Excerpted records:
========================

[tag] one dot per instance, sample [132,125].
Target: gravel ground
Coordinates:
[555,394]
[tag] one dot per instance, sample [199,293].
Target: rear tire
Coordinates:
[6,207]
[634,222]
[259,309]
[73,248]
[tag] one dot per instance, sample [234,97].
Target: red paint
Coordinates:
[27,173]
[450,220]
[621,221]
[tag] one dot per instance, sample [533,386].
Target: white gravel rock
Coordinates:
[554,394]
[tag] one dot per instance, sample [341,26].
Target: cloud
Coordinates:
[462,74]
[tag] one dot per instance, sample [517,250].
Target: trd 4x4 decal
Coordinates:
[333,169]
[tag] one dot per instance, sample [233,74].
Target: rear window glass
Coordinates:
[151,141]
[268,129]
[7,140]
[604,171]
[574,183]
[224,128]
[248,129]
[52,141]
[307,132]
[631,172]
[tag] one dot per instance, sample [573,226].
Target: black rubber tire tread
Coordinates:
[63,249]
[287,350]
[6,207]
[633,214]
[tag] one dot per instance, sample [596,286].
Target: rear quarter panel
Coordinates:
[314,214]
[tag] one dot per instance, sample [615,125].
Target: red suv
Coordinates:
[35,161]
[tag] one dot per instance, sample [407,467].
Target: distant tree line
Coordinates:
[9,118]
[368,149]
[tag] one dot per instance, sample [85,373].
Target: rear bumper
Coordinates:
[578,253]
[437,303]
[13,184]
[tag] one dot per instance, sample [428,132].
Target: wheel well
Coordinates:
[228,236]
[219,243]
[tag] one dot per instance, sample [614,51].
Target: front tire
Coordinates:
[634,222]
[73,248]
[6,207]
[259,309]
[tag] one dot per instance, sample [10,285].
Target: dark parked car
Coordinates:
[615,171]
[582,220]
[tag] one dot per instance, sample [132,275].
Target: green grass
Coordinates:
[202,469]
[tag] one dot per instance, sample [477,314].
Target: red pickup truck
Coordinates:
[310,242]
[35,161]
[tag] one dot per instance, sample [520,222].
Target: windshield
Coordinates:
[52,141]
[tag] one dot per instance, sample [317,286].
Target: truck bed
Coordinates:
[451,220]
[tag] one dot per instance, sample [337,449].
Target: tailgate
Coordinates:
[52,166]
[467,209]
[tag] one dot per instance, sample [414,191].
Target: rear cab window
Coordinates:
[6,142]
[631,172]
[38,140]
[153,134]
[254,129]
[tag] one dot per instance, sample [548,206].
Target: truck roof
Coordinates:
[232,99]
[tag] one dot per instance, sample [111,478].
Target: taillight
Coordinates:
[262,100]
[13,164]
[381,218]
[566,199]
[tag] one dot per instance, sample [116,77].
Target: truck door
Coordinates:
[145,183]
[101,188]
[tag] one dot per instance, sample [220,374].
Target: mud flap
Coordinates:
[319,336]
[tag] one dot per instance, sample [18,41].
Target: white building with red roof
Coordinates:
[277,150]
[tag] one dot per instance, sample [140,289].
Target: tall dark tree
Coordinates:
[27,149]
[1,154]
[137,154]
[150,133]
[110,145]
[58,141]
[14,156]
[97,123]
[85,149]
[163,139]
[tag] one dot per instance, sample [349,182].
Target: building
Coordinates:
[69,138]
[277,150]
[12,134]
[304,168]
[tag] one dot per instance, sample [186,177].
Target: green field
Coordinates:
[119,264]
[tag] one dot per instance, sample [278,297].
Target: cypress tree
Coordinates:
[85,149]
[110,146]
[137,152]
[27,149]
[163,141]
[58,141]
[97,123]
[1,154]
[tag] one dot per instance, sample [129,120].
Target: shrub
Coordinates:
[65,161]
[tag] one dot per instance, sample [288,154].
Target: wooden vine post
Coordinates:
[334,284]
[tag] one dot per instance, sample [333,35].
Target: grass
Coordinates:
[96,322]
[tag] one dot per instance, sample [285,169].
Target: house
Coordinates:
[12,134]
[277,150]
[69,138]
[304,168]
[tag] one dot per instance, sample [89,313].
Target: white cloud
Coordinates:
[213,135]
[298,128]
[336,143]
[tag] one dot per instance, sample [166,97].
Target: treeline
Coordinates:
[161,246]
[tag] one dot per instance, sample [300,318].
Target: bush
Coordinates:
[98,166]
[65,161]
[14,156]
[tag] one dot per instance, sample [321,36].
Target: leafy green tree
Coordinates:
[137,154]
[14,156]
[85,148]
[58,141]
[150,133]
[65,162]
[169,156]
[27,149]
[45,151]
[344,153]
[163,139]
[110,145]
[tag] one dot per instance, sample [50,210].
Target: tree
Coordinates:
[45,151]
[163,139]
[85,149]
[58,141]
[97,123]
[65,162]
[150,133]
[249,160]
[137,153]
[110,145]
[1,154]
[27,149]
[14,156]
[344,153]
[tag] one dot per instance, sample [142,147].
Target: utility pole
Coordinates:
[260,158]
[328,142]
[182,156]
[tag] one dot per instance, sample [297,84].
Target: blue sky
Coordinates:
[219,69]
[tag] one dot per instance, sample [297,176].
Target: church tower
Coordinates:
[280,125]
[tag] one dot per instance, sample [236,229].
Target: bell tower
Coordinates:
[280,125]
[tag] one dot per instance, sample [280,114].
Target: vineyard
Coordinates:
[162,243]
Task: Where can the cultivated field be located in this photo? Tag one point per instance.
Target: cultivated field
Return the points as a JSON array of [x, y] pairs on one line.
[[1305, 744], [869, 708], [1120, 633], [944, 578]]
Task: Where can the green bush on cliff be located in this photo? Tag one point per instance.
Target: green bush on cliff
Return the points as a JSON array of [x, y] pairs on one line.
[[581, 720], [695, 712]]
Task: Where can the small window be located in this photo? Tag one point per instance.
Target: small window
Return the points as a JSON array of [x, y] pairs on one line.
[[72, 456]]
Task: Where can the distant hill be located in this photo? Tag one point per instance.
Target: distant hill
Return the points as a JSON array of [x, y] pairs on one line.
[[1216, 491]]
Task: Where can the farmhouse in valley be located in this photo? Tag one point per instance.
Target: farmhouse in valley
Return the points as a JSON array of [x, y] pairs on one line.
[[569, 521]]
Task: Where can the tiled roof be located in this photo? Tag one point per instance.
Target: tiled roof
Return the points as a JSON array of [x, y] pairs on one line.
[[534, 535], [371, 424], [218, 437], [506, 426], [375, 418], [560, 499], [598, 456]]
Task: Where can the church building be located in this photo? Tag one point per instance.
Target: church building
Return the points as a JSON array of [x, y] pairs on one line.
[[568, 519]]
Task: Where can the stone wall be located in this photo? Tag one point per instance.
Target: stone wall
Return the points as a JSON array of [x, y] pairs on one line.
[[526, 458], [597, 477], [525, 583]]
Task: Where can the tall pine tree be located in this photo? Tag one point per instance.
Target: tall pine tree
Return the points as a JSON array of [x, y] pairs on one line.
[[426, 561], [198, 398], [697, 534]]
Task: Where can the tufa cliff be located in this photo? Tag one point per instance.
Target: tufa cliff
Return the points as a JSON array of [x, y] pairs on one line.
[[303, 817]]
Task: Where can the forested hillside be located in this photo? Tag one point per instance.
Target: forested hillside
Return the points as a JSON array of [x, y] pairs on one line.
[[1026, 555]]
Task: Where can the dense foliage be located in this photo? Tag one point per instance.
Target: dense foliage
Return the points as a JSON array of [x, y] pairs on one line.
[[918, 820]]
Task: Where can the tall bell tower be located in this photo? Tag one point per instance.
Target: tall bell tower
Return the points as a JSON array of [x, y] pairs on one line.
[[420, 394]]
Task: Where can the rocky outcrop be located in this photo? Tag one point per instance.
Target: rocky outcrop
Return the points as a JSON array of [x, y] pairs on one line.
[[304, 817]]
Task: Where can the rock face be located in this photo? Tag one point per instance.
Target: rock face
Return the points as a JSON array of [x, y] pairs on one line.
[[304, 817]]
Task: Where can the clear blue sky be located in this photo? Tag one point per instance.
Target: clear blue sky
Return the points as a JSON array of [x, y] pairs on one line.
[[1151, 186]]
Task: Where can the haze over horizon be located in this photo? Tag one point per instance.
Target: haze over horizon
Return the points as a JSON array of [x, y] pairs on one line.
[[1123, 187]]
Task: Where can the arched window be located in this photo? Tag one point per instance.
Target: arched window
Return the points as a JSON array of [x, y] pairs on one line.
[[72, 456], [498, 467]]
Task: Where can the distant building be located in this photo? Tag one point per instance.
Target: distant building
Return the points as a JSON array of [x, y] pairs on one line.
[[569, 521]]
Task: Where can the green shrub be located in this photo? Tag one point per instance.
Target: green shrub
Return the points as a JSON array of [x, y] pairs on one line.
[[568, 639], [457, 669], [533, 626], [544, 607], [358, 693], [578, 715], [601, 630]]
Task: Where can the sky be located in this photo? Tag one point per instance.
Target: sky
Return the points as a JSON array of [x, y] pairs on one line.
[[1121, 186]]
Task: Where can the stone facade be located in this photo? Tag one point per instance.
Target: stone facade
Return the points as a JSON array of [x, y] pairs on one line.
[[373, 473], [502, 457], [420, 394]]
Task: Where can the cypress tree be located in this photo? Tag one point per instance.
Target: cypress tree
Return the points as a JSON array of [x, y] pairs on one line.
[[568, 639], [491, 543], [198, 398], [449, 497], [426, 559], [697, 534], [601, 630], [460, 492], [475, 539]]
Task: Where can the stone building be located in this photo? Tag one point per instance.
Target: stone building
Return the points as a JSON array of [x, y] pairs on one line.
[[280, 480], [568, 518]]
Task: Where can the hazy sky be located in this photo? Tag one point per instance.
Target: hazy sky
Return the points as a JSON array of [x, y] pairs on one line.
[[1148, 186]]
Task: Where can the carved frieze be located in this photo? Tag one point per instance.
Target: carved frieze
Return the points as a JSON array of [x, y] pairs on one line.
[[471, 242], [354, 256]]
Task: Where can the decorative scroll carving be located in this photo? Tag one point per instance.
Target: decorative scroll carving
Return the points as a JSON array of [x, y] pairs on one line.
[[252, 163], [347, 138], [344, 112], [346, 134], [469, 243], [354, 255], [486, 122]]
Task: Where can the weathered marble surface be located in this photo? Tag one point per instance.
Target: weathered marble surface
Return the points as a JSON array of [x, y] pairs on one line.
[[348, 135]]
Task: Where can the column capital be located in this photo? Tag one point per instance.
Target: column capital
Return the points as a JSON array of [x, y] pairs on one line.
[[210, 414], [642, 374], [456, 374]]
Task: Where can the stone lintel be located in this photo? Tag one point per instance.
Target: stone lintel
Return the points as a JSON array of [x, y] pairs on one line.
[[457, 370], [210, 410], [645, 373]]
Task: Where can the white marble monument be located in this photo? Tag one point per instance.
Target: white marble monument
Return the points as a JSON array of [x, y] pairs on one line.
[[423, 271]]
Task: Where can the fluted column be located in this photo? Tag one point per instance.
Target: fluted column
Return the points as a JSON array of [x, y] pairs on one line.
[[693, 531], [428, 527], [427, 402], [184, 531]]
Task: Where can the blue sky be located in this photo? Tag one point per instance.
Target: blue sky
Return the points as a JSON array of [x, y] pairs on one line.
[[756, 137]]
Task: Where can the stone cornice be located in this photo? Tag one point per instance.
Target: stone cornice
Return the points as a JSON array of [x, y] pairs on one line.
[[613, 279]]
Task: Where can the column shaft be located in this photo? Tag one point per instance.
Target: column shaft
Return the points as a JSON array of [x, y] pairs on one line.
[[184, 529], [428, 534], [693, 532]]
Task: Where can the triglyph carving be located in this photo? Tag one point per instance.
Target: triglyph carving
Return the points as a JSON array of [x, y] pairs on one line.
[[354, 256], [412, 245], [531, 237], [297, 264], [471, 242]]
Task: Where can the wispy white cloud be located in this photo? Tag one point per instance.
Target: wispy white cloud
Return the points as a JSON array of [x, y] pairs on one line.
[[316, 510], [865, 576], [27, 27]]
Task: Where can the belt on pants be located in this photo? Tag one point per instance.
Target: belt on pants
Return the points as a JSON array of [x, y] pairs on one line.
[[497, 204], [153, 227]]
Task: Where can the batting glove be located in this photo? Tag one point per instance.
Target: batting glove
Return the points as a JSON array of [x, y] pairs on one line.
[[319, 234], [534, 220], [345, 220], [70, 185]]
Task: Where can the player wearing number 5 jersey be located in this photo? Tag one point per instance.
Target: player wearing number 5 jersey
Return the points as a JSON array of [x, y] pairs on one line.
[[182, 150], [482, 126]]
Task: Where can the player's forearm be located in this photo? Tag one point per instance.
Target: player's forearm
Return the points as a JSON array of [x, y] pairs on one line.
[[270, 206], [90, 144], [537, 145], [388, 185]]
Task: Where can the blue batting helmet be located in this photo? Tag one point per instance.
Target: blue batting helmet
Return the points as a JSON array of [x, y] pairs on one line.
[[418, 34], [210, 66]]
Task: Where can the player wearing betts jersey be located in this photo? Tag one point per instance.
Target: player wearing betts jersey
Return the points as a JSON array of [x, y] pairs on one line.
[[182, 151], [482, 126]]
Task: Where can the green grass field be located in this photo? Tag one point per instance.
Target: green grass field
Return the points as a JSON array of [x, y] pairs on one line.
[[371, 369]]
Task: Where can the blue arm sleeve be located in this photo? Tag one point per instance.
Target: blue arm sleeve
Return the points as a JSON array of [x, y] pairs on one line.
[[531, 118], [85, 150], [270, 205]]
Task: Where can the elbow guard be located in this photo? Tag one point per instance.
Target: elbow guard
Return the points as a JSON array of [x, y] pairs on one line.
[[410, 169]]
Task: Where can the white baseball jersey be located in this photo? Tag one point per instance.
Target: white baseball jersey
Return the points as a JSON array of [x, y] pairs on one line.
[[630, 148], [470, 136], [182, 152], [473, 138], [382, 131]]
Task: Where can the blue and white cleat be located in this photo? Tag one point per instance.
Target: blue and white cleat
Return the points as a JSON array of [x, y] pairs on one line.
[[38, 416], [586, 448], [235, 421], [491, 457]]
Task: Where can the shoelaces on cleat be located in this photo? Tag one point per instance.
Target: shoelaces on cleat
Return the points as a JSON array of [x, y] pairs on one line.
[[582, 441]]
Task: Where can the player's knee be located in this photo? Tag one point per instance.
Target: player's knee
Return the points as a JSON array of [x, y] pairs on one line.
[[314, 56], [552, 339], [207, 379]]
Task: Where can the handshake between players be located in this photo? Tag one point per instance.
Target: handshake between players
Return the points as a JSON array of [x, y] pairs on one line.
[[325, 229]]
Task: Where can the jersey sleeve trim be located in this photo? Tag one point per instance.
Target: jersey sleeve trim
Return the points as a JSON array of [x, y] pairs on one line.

========================

What to produce: Copy the material above word for word, taking the first line, the line containing "Target: tailgate", and every line between them, and nothing else.

Solution to this exercise:
[tag] one dot per instance, sample [132,125].
Target: gravel ground
Coordinates:
[555,394]
[tag] one dot per instance, sample [199,293].
Target: rear tire
Coordinates:
[6,207]
[634,222]
[259,309]
[73,248]
[tag] one dot per instance, sample [234,97].
Target: red paint
Coordinates:
[27,173]
[450,220]
[621,221]
[tag] one dot per instance, sample [533,386].
Target: white gravel rock
Coordinates:
[554,394]
[tag] one dot per instance, sample [341,26].
Target: cloud
Coordinates:
[462,74]
[tag] one dot per instance, sample [517,250].
Target: trd 4x4 decal
Coordinates:
[333,169]
[tag] one dot per instance, sample [233,74].
Target: rear window glass
Coordinates:
[151,141]
[268,129]
[7,140]
[604,171]
[574,183]
[224,128]
[248,129]
[52,141]
[307,132]
[631,172]
[tag] one dot per instance, sample [573,226].
Target: black rubber tire tread
Coordinates:
[63,249]
[287,350]
[6,207]
[633,214]
[tag] one dot per instance, sample [596,286].
Target: rear quarter panel
Coordinates:
[314,214]
[tag] one dot per instance, sample [615,125].
Target: red suv
Coordinates:
[35,161]
[tag] one dot per instance, sample [407,467].
Target: distant tree line
Coordinates:
[9,118]
[368,149]
[tag] one dot per instance, sample [85,373].
Target: rear bumper
Coordinates:
[578,253]
[437,303]
[13,184]
[tag] one dot per instance, sample [428,132].
Target: wheel well
Coordinates:
[228,236]
[219,243]
[tag] one dot per instance, sample [614,51].
Target: front tire
Coordinates:
[634,222]
[73,248]
[6,207]
[259,309]
[tag] one dot per instance, sample [10,285].
Target: dark parked car
Coordinates:
[615,171]
[582,220]
[tag] one dot per instance, sample [132,275].
Target: green grass
Coordinates:
[202,469]
[tag] one dot per instance, sample [477,314].
Target: red pickup truck
Coordinates:
[310,242]
[35,161]
[tag] one dot per instance, sample [520,222].
Target: windshield
Coordinates:
[52,141]
[tag] one dot per instance, sample [317,286].
Target: truck bed
Coordinates:
[451,220]
[tag] one dot per instance, sample [337,449].
Target: tailgate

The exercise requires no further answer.